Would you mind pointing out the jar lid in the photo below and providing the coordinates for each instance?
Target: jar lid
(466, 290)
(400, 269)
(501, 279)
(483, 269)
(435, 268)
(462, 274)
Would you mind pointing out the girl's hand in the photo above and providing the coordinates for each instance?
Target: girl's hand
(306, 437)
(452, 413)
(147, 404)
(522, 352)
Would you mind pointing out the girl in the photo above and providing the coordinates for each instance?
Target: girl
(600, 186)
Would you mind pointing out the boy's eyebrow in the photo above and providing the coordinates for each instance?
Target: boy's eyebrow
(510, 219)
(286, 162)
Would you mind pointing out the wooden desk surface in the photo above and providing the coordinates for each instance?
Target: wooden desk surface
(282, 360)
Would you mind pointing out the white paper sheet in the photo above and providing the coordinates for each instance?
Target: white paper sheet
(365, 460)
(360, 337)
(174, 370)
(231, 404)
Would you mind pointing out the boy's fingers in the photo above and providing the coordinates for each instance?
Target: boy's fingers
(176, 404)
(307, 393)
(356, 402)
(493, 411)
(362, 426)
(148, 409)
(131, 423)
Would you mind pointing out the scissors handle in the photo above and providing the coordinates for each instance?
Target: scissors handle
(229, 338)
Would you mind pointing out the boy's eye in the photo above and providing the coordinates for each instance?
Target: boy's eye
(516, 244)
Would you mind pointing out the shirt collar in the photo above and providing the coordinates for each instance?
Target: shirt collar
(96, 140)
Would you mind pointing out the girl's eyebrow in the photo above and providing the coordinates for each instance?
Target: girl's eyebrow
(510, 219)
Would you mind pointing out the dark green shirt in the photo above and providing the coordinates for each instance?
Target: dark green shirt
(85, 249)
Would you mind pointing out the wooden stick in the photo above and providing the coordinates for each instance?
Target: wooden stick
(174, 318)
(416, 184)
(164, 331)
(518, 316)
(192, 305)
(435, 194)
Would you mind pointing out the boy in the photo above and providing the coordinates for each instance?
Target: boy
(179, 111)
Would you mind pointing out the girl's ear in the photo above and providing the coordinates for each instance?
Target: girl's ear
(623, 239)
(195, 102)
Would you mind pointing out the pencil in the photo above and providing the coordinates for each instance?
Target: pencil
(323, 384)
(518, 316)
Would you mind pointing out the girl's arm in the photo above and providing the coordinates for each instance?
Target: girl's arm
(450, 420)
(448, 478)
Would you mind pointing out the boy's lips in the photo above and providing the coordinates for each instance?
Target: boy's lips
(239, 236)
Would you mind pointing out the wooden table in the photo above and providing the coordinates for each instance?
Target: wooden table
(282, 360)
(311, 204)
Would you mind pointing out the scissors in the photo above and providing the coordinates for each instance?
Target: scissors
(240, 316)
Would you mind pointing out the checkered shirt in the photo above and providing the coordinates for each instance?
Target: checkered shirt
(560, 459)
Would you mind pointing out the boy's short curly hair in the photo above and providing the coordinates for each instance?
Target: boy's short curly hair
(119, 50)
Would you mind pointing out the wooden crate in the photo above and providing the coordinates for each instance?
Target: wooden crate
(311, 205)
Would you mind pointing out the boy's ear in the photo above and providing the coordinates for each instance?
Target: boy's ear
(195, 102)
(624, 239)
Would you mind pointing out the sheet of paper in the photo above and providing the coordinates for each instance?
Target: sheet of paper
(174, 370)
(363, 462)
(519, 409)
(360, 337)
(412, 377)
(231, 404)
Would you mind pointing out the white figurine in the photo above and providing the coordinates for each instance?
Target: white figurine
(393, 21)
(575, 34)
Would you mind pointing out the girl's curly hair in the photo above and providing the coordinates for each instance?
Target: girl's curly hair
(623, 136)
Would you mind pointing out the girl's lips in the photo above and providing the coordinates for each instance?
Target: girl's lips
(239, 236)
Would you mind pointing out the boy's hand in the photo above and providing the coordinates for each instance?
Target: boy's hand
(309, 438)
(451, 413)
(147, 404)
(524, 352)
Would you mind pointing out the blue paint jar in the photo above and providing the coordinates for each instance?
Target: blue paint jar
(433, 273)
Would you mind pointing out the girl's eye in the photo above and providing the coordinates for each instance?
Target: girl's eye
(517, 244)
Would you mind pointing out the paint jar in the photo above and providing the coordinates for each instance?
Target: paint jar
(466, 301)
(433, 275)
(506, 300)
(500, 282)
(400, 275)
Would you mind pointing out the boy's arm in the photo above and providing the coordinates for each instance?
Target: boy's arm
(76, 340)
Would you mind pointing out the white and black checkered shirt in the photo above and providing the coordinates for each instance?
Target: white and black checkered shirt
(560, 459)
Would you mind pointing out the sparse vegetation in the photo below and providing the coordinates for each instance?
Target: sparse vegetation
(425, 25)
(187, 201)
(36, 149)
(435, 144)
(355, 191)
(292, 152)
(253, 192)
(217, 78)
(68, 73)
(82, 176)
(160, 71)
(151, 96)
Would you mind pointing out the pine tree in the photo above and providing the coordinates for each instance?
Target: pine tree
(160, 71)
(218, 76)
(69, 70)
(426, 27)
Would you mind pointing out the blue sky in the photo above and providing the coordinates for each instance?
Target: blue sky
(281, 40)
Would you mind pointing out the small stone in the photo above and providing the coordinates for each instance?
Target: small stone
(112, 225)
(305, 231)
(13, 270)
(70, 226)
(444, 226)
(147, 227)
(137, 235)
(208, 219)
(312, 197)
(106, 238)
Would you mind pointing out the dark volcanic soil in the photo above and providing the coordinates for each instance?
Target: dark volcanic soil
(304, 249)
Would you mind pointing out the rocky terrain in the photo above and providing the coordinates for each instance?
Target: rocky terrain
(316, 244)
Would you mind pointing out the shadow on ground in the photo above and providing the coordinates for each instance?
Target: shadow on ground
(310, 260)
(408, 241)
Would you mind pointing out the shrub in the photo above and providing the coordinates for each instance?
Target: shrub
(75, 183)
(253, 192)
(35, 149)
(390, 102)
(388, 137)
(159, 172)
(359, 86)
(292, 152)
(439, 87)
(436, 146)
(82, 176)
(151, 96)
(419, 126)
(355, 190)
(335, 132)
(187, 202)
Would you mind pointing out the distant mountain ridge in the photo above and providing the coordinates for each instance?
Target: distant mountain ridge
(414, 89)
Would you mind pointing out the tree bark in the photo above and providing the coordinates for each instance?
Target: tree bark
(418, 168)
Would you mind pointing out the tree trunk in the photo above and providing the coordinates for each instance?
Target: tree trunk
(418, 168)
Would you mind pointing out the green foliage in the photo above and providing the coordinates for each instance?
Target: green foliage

· · · · · · ·

WHAT IS BEING ASKED
If a line in the listing contains the string "foliage", copy it.

FINAL ANSWER
Would you mind pointing out the green foliage in the photo above and providing the coordinates for each instance?
Target: green foliage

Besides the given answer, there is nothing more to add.